*VORLIEGENDER AUSZUG*.
:::

Bild: Lächelnd Seit' an Seit' ist nicht der aktuelle Zustand bei Jarasch (l., …
Frau Jarasch, in der Krise gut zusammen mit Franziska Giffey regieren und
sich gleichzeitig von ihr und der SPD abgrenzen, um im Wahlkampf als Grüne
zu punkten – wie soll das gehen?
Bettina Jarasch: Die Menschen haben gerade ganz andere Sorgen als eine
Wahlwiederholung. Da müssen wir zuallererst mal zeigen, dass wir es
hinkriegen, Berlin verlässlich durch die Krisen zu steuern. Das muss gehen,
und das kann gehen, wenn wir ein paar Dinge, ich nenne es mal so, vor die
Klammer ziehen. Das muss auch gehen, obwohl uns jetzt der Wahlkampf
einholt, wenn das Urteil des Verfassungsgerichts wie erwartet am 16.
November kommt.
Aber das ist ja gerade Ihr Dilemma: Bekommen Sie die Sache gemeinsam
gewuppt, profitiert davon üblicherweise die Nr. 1 – hier eben
Regierungschefin Giffey mit ihrer SPD. Wie gleichzeitig wuppen und explizit
für die Grünen werben?
Das meine ich ja mit dem Vor-die-Klammer-ziehen. Natürlich können wir nicht
so tun, als gäbe es keinen Wahlkampf – das wäre völlig unsinnig. Zugleich
befinden wir uns in einer Energiekrise. Auch die Inflation trifft viele der
Berlinerinnen und Berliner hart. Der Senat muss und wird arbeitsfähig
bleiben, um die Menschen zu entlasten und ihnen zu helfen. Und einige Dinge
müssen wir noch zusätzlich gemeinsam hinkriegen.
Und welche sind das?
Erstmal das Entlastungspaket des Senats als Ergänzung zu dem, was vom Bund
kommt. Dafür beschließen wir kommenden Dienstag einen Nachtragshaushalt …
Auf den kommen wir später noch zu sprechen.
Daneben darf man im Sinne einer guten Regierungsarbeit nicht plötzlich
anfangen, populistisch ganz tolle Dinge in die Welt zu setzen, die dann
nicht kommen …
… was allerdings zum üblichen Spiel gehört.
Das würde aber gerade in der jetzigen Situation das Vertrauen in die
Glaubwürdigkeit von Politik weiter erschüttern. Was gefordert wird, muss
auch umsetzbar sein. Trotz Wahlkampf müssen wir liefern, was mit dem
Entlastungspaket versprochen wurde. Und da kann ich sagen, ich habe
geliefert: Das 29-Euro-Abo ist eine Entlastung, die ankommt und auch schon
in Kraft ist …
Die Urheberschaft dafür hat sich jüngst im Parlament wieder die SPD
zugeschrieben.

:::

*BEREITGESTELLTE ANGABEN*.
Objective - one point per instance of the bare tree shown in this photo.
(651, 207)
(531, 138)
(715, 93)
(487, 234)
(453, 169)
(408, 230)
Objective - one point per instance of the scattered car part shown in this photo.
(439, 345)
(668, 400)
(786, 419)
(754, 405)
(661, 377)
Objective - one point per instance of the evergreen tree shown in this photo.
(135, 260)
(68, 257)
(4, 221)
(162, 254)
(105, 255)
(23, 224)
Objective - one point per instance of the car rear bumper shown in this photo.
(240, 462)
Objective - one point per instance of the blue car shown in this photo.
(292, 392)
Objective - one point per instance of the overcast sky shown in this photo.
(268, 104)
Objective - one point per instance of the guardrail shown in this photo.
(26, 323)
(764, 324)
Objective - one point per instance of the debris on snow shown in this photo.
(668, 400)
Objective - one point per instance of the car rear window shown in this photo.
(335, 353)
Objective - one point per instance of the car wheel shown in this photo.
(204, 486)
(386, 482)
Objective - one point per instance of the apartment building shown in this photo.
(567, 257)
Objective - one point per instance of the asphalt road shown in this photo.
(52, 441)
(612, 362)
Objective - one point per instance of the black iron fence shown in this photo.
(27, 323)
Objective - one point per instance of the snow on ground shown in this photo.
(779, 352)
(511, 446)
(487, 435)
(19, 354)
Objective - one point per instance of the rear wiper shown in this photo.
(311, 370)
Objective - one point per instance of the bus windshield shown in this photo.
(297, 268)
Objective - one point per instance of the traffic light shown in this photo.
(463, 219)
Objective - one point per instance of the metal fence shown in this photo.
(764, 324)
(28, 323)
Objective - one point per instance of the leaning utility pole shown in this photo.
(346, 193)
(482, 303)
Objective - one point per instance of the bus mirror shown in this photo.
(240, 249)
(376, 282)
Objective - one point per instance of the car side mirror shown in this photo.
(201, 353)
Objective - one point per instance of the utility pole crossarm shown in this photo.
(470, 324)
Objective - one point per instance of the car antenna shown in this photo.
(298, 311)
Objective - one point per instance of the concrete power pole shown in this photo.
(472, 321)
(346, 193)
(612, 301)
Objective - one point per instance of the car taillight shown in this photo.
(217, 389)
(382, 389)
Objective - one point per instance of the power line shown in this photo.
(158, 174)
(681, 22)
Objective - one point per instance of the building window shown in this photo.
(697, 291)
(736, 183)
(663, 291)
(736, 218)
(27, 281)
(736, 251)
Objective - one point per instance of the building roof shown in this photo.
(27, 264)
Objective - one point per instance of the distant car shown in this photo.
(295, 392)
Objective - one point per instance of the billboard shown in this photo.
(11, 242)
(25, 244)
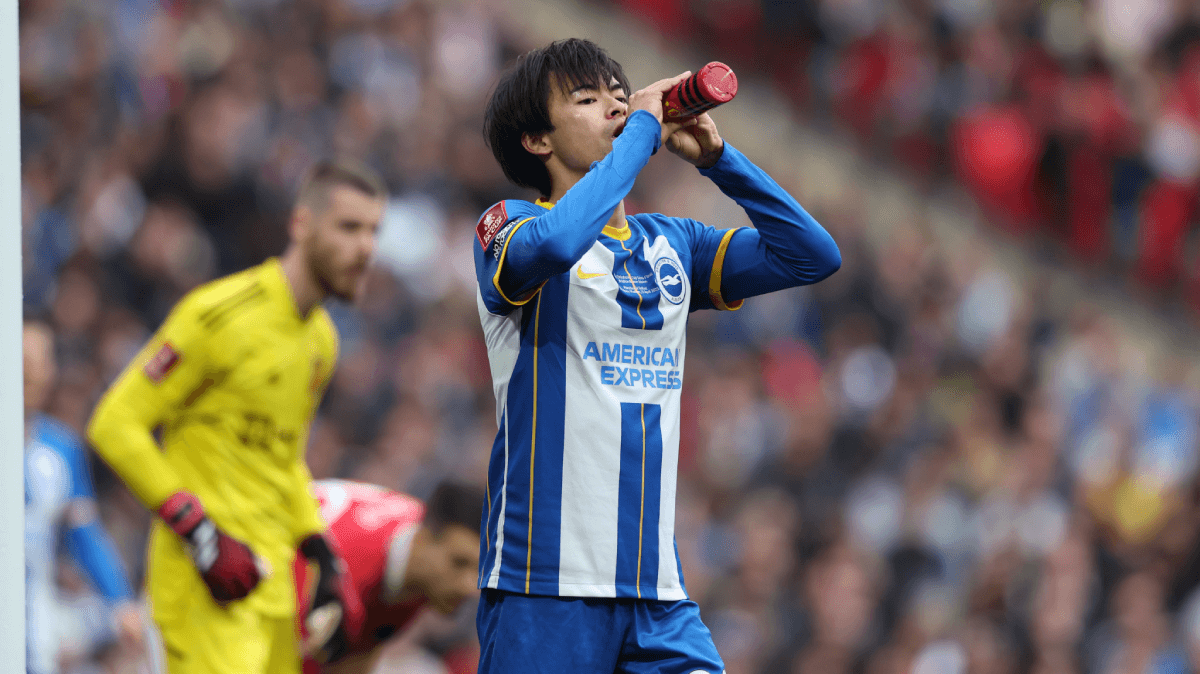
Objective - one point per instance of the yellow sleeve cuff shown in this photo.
(499, 265)
(714, 278)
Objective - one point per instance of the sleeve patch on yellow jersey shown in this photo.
(160, 366)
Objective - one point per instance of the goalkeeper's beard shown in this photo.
(324, 270)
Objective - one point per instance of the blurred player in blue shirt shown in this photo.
(59, 493)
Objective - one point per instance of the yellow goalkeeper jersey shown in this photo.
(233, 379)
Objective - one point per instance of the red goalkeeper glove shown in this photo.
(227, 565)
(333, 613)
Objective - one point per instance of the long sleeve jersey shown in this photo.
(585, 325)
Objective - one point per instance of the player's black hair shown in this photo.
(521, 102)
(327, 174)
(455, 503)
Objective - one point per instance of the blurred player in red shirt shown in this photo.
(400, 555)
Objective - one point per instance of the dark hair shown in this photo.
(455, 503)
(520, 103)
(329, 173)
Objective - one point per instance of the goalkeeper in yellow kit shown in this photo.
(233, 379)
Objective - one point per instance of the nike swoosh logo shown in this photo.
(585, 275)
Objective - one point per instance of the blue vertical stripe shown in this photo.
(637, 510)
(637, 292)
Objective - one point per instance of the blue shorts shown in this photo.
(520, 633)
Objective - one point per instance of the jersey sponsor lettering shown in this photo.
(635, 354)
(492, 221)
(162, 362)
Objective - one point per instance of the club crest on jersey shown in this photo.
(162, 362)
(492, 221)
(670, 280)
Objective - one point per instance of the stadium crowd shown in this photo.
(1075, 124)
(921, 464)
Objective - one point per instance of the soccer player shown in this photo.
(232, 379)
(401, 555)
(585, 311)
(58, 492)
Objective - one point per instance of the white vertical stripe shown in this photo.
(502, 334)
(670, 587)
(592, 437)
(495, 578)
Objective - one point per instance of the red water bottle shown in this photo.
(708, 88)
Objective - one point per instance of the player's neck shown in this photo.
(306, 292)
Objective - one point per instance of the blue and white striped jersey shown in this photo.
(59, 492)
(587, 375)
(586, 326)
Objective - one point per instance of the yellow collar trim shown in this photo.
(618, 233)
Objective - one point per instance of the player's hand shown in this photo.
(325, 624)
(651, 100)
(227, 565)
(697, 142)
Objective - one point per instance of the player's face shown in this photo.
(37, 351)
(342, 239)
(455, 569)
(586, 121)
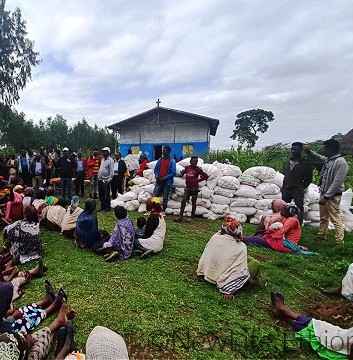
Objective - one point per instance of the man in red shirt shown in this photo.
(193, 175)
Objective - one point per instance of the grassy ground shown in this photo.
(165, 312)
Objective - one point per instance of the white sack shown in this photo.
(243, 202)
(219, 199)
(249, 180)
(140, 181)
(149, 175)
(130, 195)
(142, 208)
(247, 191)
(268, 189)
(149, 188)
(152, 164)
(210, 170)
(132, 205)
(248, 211)
(240, 217)
(186, 162)
(205, 192)
(206, 203)
(229, 182)
(278, 179)
(179, 182)
(264, 204)
(224, 192)
(219, 209)
(261, 172)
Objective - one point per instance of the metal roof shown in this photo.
(213, 123)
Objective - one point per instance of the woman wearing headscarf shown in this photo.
(284, 235)
(54, 215)
(155, 230)
(15, 344)
(121, 241)
(224, 261)
(86, 233)
(71, 215)
(14, 207)
(22, 238)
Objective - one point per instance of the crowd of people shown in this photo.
(28, 206)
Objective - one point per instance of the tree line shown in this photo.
(17, 132)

:::

*AUFGABE 1*.
Entnimm dem Interview wörtlich die Passage von „November kommt.“ bis einschließlich „zusätzlich gemeinsam hinkriegen.“.
*AUFGABE 2*.
Gib den Absatz im Interview, der mit „Das meine ich ja mit dem Vor-die-Klammer-ziehen“ beginnt, in knappen Stichpunkten wieder.
*AUFGABE 3*.
An welchem Tag wird laut dem Interview das Urteil des Verfassungsgerichts erwartet?
Die Auflistung steht in keinem Zusammenhang mit dem Interview.

*SCHRIFTLICHE ANTWORT 1*.
November kommt.
Aber das ist ja gerade Ihr Dilemma: Bekommen Sie die Sache gemeinsam
gewuppt, profitiert davon üblicherweise die Nr. 1 – hier eben
Regierungschefin Giffey mit ihrer SPD. Wie gleichzeitig wuppen und explizit
für die Grünen werben?
Das meine ich ja mit dem Vor-die-Klammer-ziehen. Natürlich können wir nicht
so tun, als gäbe es keinen Wahlkampf – das wäre völlig unsinnig. Zugleich
befinden wir uns in einer Energiekrise. Auch die Inflation trifft viele der
Berlinerinnen und Berliner hart. Der Senat muss und wird arbeitsfähig
bleiben, um die Menschen zu entlasten und ihnen zu helfen. Und einige Dinge
müssen wir noch zusätzlich gemeinsam hinkriegen.

*SCHRIFTLICHE ANTWORT 2*.
- So zu tun, als gäbe es keinen Wahlkampf, wäre völlig unsinnig.
- Zugleich herrscht eine Energiekrise, und die Inflation trifft viele Berlinerinnen und Berliner hart.
- Der Senat muss und wird arbeitsfähig bleiben, um die Menschen zu entlasten und ihnen zu helfen.
- Einige Dinge müssen zusätzlich gemeinsam bewältigt werden.

*SCHRIFTLICHE ANTWORT 3*.
Am 16. November.